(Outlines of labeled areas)
** Begin **

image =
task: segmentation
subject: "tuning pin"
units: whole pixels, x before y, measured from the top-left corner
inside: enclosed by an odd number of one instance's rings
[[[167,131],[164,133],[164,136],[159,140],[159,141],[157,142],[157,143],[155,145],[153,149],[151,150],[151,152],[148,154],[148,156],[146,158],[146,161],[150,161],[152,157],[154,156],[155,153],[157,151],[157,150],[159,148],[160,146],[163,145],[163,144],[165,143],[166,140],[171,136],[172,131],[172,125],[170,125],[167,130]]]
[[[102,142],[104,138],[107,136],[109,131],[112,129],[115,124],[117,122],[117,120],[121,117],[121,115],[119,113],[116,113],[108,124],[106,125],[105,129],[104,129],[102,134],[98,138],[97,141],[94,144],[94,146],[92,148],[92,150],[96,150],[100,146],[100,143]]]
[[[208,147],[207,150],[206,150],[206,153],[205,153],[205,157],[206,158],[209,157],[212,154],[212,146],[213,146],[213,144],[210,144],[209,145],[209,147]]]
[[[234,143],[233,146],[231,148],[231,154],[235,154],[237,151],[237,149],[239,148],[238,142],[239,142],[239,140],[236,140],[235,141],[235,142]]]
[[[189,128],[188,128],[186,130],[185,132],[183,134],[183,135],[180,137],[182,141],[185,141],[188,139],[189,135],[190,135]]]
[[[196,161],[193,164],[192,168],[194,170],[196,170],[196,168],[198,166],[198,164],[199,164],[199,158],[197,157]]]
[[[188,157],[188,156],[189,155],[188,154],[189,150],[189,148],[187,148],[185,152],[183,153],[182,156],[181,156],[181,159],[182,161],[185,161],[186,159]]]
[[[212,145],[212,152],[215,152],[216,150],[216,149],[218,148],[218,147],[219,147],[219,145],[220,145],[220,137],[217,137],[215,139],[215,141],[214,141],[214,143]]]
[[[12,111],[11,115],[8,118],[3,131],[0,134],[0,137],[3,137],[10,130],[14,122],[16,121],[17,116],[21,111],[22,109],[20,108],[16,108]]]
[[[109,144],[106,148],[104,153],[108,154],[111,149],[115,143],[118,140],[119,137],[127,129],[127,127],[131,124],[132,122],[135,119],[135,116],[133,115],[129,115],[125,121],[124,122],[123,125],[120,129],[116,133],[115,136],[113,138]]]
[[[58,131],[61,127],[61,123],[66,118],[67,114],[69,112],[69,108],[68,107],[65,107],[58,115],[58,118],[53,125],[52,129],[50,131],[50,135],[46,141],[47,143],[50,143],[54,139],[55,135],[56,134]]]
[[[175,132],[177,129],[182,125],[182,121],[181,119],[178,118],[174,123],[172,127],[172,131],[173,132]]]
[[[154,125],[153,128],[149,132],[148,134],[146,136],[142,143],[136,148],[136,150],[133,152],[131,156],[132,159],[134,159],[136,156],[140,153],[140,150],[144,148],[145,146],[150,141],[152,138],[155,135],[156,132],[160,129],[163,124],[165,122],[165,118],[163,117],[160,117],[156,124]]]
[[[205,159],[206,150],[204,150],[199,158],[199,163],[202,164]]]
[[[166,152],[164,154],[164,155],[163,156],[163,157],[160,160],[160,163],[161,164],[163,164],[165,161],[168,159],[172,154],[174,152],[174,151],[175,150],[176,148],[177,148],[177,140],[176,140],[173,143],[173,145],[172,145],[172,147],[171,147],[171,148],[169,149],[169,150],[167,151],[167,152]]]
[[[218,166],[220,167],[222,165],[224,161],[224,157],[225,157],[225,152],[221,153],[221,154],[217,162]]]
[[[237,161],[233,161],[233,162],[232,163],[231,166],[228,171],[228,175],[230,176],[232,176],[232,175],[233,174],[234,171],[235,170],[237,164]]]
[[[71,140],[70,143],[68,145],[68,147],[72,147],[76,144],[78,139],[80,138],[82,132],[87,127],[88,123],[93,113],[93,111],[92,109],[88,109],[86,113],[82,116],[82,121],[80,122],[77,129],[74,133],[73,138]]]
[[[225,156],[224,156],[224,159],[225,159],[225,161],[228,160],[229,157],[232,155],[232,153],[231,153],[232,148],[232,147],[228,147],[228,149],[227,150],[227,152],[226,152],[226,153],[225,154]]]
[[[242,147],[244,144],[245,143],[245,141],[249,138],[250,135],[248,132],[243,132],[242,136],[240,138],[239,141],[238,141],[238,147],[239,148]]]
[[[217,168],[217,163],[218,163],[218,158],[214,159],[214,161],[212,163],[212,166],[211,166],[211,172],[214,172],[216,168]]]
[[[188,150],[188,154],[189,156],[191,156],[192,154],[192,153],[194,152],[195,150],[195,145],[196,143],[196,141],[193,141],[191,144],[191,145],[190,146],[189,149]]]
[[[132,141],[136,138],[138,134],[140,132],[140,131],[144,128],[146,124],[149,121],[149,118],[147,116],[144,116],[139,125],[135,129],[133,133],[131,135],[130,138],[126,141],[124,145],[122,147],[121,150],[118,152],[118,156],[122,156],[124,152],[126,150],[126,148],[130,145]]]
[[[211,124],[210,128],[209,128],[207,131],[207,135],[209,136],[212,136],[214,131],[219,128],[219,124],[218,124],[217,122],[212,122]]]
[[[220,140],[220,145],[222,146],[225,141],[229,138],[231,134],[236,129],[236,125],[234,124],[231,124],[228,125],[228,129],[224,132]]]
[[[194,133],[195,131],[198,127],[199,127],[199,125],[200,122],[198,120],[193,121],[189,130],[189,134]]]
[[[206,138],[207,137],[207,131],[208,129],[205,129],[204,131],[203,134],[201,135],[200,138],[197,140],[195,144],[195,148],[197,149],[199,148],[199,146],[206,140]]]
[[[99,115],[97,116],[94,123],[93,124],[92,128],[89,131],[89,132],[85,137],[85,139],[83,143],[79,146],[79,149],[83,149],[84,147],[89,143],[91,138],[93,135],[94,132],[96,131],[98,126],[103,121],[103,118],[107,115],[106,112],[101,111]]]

** End **

**EXERCISE TASK:** Count the lines above that contain the string "from". Reply with the number alone.

**WRITTEN ANSWER:** 1